[PROMPT]
Can you return, word for word, the part of the records that opens with the line containing "Find the flooded field;" and continues through the end of the records?

[EXCERPTED DATA]
↓

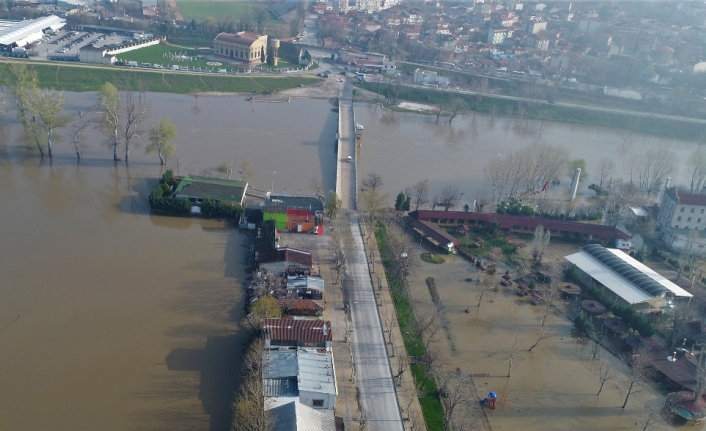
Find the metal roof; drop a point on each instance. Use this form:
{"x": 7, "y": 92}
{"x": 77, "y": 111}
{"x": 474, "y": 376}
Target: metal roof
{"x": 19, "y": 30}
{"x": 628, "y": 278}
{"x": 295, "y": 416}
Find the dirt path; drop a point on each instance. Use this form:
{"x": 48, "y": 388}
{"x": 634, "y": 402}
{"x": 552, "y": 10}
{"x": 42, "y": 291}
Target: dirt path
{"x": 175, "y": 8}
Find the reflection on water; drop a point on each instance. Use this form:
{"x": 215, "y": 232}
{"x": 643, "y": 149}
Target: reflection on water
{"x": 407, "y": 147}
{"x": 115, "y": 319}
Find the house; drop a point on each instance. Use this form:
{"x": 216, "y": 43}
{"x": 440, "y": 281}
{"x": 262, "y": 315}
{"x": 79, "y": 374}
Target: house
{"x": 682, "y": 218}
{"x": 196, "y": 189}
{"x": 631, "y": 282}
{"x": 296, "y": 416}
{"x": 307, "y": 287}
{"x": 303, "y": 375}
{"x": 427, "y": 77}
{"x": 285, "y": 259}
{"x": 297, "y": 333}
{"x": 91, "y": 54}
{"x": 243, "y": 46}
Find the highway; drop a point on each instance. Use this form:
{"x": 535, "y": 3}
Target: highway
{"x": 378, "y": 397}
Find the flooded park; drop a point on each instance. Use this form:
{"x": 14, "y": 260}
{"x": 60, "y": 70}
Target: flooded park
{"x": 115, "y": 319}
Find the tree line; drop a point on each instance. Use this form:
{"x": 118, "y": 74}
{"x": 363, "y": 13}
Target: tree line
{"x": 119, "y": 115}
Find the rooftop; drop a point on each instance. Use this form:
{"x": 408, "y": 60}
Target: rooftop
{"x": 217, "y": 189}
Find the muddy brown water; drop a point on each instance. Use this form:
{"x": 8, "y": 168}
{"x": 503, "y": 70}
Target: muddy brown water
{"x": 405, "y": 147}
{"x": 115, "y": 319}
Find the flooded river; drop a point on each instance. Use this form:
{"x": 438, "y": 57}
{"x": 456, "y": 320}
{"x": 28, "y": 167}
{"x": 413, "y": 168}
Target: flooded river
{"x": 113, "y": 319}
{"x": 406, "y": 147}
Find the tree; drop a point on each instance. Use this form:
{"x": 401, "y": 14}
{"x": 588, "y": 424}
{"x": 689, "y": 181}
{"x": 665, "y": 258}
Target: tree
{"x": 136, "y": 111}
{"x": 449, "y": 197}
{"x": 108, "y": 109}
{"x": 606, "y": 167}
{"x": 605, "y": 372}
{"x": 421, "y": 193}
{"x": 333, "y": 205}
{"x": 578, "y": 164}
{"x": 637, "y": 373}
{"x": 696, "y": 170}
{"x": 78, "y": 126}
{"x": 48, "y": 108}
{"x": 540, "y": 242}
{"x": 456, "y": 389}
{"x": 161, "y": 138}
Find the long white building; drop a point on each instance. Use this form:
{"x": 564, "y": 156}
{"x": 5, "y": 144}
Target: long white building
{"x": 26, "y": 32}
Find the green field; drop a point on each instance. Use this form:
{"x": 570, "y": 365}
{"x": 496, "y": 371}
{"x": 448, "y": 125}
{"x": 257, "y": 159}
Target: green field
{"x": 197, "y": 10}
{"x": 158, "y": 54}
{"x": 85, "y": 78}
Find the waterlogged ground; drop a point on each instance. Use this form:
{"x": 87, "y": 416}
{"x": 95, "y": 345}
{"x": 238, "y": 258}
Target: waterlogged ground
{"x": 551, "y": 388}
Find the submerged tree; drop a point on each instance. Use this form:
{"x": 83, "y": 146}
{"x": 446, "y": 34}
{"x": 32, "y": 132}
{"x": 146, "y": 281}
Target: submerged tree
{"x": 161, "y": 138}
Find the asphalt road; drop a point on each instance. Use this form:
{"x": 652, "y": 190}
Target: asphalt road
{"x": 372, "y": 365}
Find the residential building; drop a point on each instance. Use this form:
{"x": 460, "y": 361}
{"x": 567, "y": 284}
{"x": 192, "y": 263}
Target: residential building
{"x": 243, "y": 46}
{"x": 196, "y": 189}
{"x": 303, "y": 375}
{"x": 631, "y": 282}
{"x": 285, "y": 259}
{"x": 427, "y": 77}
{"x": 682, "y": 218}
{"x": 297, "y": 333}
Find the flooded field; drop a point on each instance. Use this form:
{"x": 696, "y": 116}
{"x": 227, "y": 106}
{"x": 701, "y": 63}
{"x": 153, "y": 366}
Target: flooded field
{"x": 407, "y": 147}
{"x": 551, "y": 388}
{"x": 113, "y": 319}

↑

[OUTPUT FOR THIS TASK]
Find the flooded field; drop a point on each instance. Use this form:
{"x": 696, "y": 116}
{"x": 227, "y": 106}
{"x": 701, "y": 63}
{"x": 153, "y": 366}
Target: flooded field
{"x": 407, "y": 147}
{"x": 551, "y": 388}
{"x": 113, "y": 319}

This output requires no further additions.